## Data entries
* * *

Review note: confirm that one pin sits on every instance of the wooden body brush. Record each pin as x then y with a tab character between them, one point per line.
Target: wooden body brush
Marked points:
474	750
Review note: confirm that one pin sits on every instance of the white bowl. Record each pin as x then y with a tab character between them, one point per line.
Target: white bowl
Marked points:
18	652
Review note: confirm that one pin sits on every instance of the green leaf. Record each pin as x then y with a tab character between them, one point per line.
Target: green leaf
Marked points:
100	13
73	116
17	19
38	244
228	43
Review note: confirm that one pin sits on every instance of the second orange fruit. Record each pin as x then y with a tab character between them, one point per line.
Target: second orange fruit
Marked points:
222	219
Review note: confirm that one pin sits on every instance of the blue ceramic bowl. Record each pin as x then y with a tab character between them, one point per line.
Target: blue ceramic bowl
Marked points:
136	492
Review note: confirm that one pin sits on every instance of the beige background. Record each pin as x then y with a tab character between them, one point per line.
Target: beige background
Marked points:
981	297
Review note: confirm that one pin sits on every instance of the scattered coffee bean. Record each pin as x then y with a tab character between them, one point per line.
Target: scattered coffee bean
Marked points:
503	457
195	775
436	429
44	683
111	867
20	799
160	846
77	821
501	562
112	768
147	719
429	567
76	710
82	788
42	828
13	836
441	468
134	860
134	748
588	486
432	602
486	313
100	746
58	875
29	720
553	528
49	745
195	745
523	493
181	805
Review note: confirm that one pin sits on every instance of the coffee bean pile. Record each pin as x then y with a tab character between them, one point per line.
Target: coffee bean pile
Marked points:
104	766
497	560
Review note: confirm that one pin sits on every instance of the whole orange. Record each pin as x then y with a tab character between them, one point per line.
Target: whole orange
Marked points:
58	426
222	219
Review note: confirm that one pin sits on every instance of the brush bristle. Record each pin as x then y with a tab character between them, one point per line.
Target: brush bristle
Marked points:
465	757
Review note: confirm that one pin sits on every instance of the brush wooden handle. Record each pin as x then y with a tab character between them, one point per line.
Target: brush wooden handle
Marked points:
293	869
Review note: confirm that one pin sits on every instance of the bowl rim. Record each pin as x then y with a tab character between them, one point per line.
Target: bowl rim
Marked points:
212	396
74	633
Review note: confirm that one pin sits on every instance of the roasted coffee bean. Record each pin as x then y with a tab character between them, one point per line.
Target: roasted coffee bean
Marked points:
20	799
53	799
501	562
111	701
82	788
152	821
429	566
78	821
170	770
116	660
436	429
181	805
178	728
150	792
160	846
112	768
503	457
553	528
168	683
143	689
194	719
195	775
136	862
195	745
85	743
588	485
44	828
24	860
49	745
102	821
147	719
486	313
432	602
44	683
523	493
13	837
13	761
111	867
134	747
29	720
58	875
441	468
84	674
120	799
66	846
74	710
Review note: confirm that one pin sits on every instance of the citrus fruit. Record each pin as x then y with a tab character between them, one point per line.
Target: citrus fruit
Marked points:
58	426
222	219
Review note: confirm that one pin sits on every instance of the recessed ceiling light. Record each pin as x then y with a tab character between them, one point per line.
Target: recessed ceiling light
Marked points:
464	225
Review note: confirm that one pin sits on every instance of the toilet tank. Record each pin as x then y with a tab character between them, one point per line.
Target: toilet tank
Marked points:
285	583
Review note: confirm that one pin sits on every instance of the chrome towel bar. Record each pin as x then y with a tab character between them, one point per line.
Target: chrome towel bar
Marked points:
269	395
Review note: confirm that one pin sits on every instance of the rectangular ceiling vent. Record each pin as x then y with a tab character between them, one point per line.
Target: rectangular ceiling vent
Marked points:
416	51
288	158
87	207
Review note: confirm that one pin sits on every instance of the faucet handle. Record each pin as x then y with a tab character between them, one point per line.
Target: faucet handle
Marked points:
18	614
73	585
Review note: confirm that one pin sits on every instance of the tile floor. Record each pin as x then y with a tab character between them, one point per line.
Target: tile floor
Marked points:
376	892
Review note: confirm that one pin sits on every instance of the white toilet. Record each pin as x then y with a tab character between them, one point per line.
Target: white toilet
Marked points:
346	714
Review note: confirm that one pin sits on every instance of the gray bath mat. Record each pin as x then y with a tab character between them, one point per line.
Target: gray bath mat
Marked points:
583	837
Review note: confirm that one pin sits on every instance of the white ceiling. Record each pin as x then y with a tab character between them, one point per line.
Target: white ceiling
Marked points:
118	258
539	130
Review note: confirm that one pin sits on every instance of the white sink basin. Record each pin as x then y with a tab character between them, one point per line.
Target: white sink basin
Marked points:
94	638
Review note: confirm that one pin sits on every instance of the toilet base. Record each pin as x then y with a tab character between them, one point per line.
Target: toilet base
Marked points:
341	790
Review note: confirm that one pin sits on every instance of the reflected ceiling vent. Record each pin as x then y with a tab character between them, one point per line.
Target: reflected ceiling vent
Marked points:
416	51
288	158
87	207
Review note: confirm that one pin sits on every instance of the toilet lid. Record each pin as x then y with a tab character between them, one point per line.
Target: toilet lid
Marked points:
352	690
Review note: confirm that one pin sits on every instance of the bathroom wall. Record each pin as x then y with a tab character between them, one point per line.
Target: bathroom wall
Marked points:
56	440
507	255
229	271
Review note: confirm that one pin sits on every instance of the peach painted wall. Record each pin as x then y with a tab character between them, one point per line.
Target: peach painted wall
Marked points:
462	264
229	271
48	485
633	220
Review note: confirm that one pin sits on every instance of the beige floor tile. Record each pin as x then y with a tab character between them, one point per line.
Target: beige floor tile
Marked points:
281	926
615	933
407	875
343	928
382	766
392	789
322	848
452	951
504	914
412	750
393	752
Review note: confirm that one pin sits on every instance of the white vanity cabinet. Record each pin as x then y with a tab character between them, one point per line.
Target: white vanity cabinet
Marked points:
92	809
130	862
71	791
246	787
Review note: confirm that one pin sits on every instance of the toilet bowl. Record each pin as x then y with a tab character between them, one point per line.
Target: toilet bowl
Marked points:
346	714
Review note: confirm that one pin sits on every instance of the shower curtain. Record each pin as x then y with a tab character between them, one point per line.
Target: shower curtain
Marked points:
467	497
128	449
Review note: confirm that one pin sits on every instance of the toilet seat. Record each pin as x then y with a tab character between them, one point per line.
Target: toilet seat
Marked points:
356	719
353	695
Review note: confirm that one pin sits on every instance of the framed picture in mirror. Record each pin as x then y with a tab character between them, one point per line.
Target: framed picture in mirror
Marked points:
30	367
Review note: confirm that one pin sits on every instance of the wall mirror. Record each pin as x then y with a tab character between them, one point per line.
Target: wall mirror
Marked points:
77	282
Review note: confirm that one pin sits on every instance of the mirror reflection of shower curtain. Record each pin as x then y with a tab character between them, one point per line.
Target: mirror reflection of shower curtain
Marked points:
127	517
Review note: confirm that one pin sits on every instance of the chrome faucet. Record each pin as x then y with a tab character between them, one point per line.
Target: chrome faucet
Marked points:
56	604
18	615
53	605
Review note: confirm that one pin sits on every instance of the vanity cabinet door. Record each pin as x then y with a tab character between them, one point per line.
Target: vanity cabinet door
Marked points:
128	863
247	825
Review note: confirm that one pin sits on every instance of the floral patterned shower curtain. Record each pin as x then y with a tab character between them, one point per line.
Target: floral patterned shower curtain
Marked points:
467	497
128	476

* * *

## What to do
Write out the listing once more, matching it exactly.

## Result for this task
Review note: confirm that one pin sits on every instance of the wooden body brush. Record each pin as x then y with a tab character between them, one point per line.
Target: wooden body brush
Marked points:
474	750
Review note: confirm that one pin sits on every instance of the white bowl. Record each pin as x then y with a tab character between them, one point per line.
Target: white bowl
Marked points:
18	652
Review note: confirm that one pin sits on every instance of the green leaf. Record each pin as x then y with a tab character between them, one point per line.
Target: green leaf
Marked points:
100	13
73	116
17	19
38	244
228	43
Review note: confirm that one pin sits on every instance of the second orange fruit. Record each pin as x then y with a tab character between them, one point per line.
Target: second orange fruit
Marked points:
222	219
Review note: confirm that one pin sits on every instance of the blue ceramic bowl. Record each pin as x then y with a tab character between them, one point per line.
Target: blue ceramic bowl
Marked points:
136	492
Review note: confirm that one pin sits on every instance of the beige background. Record each pin as x then y with a tab character between them, one point per line.
Target: beige background
Marked points:
981	297
Review note: confirm that one pin sits on every instance of the scattered coffee bean. Record each pin as x then y with a tab character between them, one point per line.
Target: scattered coffee bean
Marked points:
503	457
195	775
436	429
44	683
111	867
20	799
160	846
77	821
501	562
112	768
147	719
429	567
76	710
82	788
42	828
13	836
441	468
134	860
134	748
588	486
432	602
486	313
100	746
58	875
29	720
553	528
49	745
195	745
523	493
181	805
Review note: confirm that one pin sits on every instance of the coffee bean pile. Record each pin as x then y with a tab character between them, one point per line.
Target: coffee bean pile
Marked points:
104	766
497	560
Review note: confirm that one pin sits on every instance of the whole orange. Record each pin as x then y with a tab character between them, one point per line.
Target: whole orange
Marked points:
58	426
222	219
Review note: confirm that one pin sits on every instance of the brush bristle. Record each pin as x then y with a tab character between them, one point per line.
Target: brush bristle
Marked points:
465	757
Review note: confirm that one pin sits on every instance of the brush wooden handle. Record each pin as x then y with a tab character between them, one point per line.
Target: brush wooden handle
Marked points:
293	869
Review note: confirm that one pin sits on every instance of the bowl rim. Record each pin as x then y with a tab character between them, one point per line.
Target: bowl rim
Marked points:
212	396
74	633
Review note: confirm that one pin sits on every instance of the roasted coffee bean. Record each pin as x then y with a tab character between them, one point per line.
Target: roasted coffee bean
Marked points:
20	799
53	799
501	562
111	701
82	788
152	821
429	566
78	821
170	770
116	660
436	429
181	805
178	728
150	792
160	846
112	768
503	457
553	528
168	683
143	689
194	719
195	775
136	862
195	745
85	743
588	485
44	828
24	860
49	745
102	821
147	719
486	313
432	602
44	683
523	493
13	837
13	761
111	867
134	747
29	720
58	875
441	468
84	674
120	799
66	846
74	710
Review note: confirm that one pin sits on every instance of the citrus fruit. Record each pin as x then y with a tab character between them, one point per line.
Target: citrus fruit
Marked points:
58	426
222	219
Review note: confirm that one pin sits on every instance of the recessed ceiling light. Record each pin as x then y with a tab character between them, one point per line.
Target: recessed ceiling light
Marked points:
464	225
Review note: confirm that one pin sits on every instance of the toilet tank. Record each pin as x then y with a tab character between them, one point per line.
Target: toilet tank
Marked points:
285	583
Review note: confirm that one pin sits on every instance of the chrome towel bar. Record each pin as x then y with a tab character between them, one point per line.
Target: chrome towel bar
Marked points:
269	395
Review note: confirm that one pin sits on every instance of the rectangular ceiling vent. Record each pin as x then y with a tab character between them, one point per line.
Target: rectangular ceiling vent
Marked points:
416	51
288	158
87	207
Review note: confirm that one pin sits on every instance of the faucet handle. Record each pin as x then y with a tab character between them, one point per line.
Target: faucet handle
Marked points:
18	614
73	585
Review note: confirm that one pin sits on every instance of the tile floor. Record each pin as x then y with a tab character between them, one point per line.
Target: tile floor
Marked points:
376	892
Review note: confirm that one pin sits on every instance of the white toilet. Record each pin as x then y with a tab character between them, one point per line.
Target: white toilet
Marked points:
346	714
Review note: confirm that one pin sits on every instance of the gray bath mat. Record each pin as x then y with a tab character between them, one point per line.
Target: gray bath mat
Marked points:
583	837
Review note: confirm that one pin sits on every instance of the white ceiling. Record each pin as x then y with a tab character between them, one point per line.
Target: white ceiling
Marked points:
118	258
539	130
Review note: confirm that one pin sits on every instance of the white sink basin. Record each pin as x then y with a tab character between them, one point per line.
Target: white sink basin
Marked points:
94	638
Review note: confirm that one pin sits on every instance of the toilet base. Record each pin as x then y with a tab character between them, one point per line.
Target: toilet base
Marked points:
341	790
Review note: confirm that one pin sits on every instance of the reflected ceiling vent. Record each pin as x then y with a tab character between them, one point per line.
Target: reflected ceiling vent
Marked points:
416	51
288	158
87	207
Review note: confirm that one pin sits on every instance of the toilet lid. Record each pin as x then y with a tab character between them, one point per line.
Target: toilet lid
Marked points:
352	690
Review note: confirm that one pin sits on every instance of the bathroom wall. Record each pin as x then y with a tab character between them, one point per line.
Target: bathroom wall
Marked points:
56	440
507	255
229	271
Review note: confirm that one pin sits on every instance of the peach painted wall. Record each pin as x then y with a tab character between them, one point per line.
Target: peach painted wall
Marked points:
462	264
229	271
48	485
633	220
Review note: confirm that one pin sits on every instance of the beige floor tile. Record each pin as x then y with a tab character between them, one point per line.
Target: beige floor tile
Marked points:
281	926
615	933
407	875
343	928
382	766
392	789
322	848
452	951
504	914
412	750
393	752
Review note: confirm that one pin sits on every instance of the white vanity cabinet. Record each pin as x then y with a tab character between them, one point per line.
Target: white vanity cabinet
Marked points:
92	809
130	862
71	791
246	787
Review note: confirm that one pin sits on every instance of the toilet bowl. Record each pin as x then y with a tab character between them, one point per line.
Target: toilet bowl
Marked points:
346	714
Review note: confirm that one pin sits on every instance of the shower curtain. Record each pin as x then y with a tab character between them, one point per line.
Target: shower curtain
Marked points:
467	497
128	449
Review note: confirm that one pin sits on every instance of the toilet seat. Record each pin as x then y with a tab character between them, one point per line.
Target: toilet seat
Marked points:
356	719
353	695
Review note: confirm that one pin sits on every instance of the framed picture in mirror. Record each pin as x then y with a tab character between them, one point per line.
Target: framed picture in mirror
Marked points:
30	367
Review note: confirm that one pin sits on every instance of the wall mirror. Record each pin as x then y with a tab character between them, one point per line.
Target: wall mirror
Marked points:
77	282
Review note: confirm that one pin sits on every instance of the mirror reflection of shower curtain. Record each pin as x then y with a tab character between them, one point per line.
Target: mirror reflection of shower curtain
Marked points:
127	517
Review note: confirm that one pin sits on every instance of the chrome faucet. Record each pin as x then y with a tab character between them, one point per line.
Target: chrome faucet
Marked points:
56	604
18	615
53	605
Review note: confirm that one pin sits on every instance of the vanity cabinet door. Record each pin as x then y with a tab character between them, one point per line.
Target: vanity cabinet door
Marked points:
128	863
247	825
Review note: confirm that one pin sits on every instance of the floral patterned shower curtain. Record each pin as x then y with a tab character between them, one point per line.
Target: floral patterned shower curtain
Marked points:
467	497
128	476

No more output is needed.